Task to carry out: How many lines in the records below contain the word "window"? Reply with the number alone.

# Supplied data start

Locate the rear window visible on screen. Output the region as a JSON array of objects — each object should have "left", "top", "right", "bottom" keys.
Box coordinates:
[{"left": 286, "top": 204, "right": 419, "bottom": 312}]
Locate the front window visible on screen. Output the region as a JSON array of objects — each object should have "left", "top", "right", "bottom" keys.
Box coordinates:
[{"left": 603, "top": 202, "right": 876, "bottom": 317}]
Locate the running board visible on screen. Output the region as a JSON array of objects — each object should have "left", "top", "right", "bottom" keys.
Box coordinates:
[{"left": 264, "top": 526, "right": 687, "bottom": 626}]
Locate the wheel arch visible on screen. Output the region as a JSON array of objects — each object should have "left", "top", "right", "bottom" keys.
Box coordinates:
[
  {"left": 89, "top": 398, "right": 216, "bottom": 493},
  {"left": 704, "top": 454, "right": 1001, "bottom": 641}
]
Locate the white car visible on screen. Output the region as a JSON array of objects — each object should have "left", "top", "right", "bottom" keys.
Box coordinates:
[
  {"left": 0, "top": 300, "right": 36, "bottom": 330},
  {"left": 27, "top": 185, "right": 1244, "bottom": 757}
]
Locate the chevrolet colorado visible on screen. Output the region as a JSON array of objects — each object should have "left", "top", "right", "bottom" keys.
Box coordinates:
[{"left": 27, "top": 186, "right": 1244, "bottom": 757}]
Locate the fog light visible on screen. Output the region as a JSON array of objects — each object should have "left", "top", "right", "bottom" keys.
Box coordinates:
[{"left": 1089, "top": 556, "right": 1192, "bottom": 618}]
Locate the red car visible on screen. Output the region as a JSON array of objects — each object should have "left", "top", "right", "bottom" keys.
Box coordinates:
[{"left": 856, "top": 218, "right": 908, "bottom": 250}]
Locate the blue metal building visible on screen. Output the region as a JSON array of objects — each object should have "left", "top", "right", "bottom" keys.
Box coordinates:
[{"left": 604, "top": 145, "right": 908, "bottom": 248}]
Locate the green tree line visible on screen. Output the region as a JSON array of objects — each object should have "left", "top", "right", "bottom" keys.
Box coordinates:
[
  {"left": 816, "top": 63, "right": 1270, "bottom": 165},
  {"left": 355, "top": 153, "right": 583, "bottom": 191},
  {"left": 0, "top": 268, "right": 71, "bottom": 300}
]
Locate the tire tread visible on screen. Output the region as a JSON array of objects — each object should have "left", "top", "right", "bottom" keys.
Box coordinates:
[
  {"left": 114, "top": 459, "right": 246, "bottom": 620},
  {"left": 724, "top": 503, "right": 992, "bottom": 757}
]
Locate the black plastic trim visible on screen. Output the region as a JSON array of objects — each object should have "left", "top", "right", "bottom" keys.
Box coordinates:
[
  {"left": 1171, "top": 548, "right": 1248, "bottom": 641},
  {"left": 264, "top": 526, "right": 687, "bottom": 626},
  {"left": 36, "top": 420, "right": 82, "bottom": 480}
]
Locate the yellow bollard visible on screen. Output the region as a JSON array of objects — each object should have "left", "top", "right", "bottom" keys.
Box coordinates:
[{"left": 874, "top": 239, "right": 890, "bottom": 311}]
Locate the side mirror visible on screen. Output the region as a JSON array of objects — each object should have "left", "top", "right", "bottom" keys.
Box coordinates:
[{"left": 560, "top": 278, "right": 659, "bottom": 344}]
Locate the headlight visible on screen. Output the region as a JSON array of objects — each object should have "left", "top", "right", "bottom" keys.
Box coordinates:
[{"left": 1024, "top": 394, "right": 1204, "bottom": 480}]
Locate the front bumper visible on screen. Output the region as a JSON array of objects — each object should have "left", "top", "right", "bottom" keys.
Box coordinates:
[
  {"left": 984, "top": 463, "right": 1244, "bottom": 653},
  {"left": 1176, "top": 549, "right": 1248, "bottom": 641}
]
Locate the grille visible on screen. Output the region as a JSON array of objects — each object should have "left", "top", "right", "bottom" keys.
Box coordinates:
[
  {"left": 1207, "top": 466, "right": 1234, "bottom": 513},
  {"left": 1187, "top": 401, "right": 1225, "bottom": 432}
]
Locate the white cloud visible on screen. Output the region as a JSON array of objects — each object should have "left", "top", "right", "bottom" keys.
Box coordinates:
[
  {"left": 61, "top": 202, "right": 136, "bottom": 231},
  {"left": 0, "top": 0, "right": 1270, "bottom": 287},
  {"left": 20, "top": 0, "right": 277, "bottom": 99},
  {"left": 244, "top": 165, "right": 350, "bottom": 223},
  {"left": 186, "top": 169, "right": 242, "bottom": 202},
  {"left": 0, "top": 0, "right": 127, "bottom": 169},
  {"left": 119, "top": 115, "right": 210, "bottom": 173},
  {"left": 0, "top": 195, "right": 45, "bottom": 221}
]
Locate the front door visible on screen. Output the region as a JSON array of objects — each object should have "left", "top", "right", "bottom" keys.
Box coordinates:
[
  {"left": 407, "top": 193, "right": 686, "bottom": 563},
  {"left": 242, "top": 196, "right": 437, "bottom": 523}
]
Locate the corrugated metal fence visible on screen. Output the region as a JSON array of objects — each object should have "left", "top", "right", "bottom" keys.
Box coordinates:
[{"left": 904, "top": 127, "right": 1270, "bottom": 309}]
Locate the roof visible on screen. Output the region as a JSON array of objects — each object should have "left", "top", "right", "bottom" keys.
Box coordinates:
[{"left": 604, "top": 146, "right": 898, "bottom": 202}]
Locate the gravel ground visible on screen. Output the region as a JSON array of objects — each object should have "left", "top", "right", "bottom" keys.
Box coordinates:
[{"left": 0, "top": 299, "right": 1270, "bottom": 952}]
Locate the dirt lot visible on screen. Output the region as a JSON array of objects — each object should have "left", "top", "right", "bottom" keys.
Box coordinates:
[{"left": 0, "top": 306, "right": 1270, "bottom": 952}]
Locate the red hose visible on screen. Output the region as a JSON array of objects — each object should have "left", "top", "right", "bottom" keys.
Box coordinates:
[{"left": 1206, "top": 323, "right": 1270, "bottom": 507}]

# Supplied data end

Expected answer: 2